--- start RECORD SET ---

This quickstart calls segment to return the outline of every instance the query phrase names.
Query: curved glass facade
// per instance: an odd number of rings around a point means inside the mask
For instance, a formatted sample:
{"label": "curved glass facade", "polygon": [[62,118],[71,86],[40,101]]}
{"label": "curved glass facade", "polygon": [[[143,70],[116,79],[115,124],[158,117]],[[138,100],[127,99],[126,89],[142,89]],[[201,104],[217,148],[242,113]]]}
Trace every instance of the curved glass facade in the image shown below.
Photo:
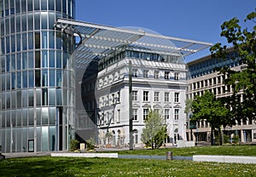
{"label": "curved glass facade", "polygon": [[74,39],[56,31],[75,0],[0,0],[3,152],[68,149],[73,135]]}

--- end RECORD SET ---
--- start RECORD SET ---

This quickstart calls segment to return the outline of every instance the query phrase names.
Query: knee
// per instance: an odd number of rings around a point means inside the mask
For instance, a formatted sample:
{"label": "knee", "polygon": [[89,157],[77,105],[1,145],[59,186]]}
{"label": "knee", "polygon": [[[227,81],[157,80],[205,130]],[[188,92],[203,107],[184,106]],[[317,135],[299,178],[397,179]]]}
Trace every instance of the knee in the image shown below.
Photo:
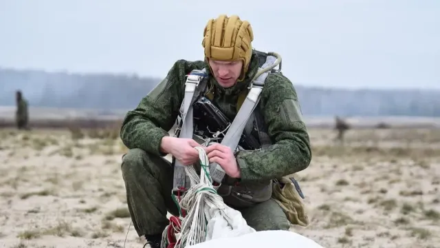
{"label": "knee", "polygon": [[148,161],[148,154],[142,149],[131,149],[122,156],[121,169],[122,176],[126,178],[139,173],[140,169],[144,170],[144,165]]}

--- end RECORD SET ---
--- start RECORD SET ---

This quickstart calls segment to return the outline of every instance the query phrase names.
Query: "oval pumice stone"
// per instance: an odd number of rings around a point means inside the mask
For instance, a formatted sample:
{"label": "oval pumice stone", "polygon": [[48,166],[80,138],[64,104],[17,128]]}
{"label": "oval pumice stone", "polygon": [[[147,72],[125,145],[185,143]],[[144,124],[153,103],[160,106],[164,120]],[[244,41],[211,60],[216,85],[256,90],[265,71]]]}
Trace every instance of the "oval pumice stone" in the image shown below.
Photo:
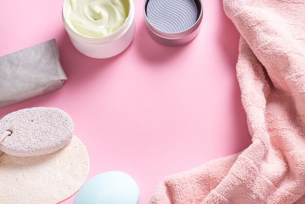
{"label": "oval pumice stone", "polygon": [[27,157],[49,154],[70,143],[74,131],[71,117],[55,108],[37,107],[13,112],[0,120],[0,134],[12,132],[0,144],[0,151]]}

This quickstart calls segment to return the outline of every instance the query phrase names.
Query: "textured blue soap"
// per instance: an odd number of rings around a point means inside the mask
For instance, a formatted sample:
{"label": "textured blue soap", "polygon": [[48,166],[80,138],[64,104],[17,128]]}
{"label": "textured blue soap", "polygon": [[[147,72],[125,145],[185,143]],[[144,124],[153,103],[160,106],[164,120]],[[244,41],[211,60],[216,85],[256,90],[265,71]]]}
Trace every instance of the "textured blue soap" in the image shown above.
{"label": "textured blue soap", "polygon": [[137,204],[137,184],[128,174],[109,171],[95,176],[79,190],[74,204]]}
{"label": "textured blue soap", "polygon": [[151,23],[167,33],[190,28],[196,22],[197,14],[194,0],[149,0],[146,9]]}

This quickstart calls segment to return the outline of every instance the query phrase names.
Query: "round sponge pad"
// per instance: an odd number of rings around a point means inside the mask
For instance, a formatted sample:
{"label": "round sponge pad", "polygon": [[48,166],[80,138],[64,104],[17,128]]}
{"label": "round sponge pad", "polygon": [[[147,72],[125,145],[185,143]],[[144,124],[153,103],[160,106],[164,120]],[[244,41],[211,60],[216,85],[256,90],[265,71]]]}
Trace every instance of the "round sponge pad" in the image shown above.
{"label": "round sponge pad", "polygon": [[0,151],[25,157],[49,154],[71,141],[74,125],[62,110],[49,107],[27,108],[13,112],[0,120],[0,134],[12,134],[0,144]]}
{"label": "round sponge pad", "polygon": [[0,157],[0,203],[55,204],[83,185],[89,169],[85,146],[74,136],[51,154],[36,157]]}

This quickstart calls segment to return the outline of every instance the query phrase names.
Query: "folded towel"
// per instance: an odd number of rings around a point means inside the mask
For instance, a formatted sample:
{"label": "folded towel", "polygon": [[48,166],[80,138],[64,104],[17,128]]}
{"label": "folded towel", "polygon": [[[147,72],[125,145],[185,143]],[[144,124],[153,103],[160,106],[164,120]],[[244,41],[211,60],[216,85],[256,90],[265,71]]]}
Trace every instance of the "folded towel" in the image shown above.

--- end RECORD SET ---

SHORT TASK:
Please state how many of the lines contain the word "above". Reply with the number only.

IN RESPONSE:
3